- Task to complete -
Convert the records below into a two-column CSV with the headers query_text and points. Give one row per record, with the record's full text in the first column and its coordinate answer in the second, each field in double quotes and line breaks replaced by spaces.

>> Begin

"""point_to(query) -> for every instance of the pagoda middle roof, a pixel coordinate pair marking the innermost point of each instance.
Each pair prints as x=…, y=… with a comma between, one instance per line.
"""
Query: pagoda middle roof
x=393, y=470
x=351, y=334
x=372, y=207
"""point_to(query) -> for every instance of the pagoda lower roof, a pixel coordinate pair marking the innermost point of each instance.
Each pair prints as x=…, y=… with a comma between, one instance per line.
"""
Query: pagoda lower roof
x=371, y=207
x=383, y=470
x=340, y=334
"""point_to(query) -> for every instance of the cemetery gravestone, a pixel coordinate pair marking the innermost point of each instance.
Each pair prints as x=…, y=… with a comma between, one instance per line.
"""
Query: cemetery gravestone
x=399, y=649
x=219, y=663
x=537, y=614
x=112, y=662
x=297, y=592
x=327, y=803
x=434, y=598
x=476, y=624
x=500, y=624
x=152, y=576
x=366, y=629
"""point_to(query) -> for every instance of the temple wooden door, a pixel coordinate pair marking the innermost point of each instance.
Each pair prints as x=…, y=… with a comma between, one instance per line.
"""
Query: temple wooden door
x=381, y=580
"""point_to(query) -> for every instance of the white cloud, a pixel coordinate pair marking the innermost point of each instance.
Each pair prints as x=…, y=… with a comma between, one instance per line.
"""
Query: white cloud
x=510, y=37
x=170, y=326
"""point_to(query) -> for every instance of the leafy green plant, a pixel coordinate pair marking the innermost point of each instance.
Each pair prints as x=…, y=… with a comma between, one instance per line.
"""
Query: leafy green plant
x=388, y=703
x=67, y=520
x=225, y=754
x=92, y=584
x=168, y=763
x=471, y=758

>> End

- Answer for this exercise -
query_text,points
"""""""point_to(query) -> for every instance of the pagoda middle roof, a pixel coordinate pair marking the innermost point of each instance. Each pair prints as x=…, y=… with a comma between, one instance per line. """""" Query: pagoda middle roof","x=393, y=470 x=351, y=334 x=372, y=207"
"""""""point_to(query) -> for every instance of the pagoda lower roof, a pixel coordinate pair marking the innermost point of each instance. Each pair prints as x=…, y=… with a comma between, one instance per line. """""" Query: pagoda lower roof","x=371, y=207 x=383, y=470 x=340, y=334"
"""""""point_to(query) -> for every instance of the cemetery gravestone, a pixel coordinate pair marking the innermost point of each instance. Each pair prints as x=…, y=… with a comma between, one instance per line. """""" Query: cemetery gravestone","x=399, y=649 x=219, y=663 x=537, y=614 x=112, y=662 x=297, y=592 x=327, y=803 x=434, y=598 x=476, y=624 x=500, y=624 x=152, y=576 x=366, y=629"
"""""""point_to(query) -> for every instance of the temple wooden door, a pixel coordinate pair marking the innermost point of each instance. Each pair prints as x=…, y=… with a comma between, one instance per line. """""" Query: temple wooden door","x=381, y=580"
"""""""point_to(query) -> for every instance of the white cloud, a pixel coordinate pair marking the innermost point of each instance. Each pair prints as x=…, y=… with a comma between, one instance per line. """""" Query: white cloud","x=510, y=37 x=170, y=326"
"""""""point_to(query) -> for every instance of the leafy green plant, a pixel coordinate pair marking the innermost point of each instance. Each pair prints as x=…, y=… with a comma between, one instance per line. """""" Query: leafy green plant","x=388, y=703 x=67, y=520 x=225, y=754 x=92, y=584 x=168, y=763 x=471, y=758"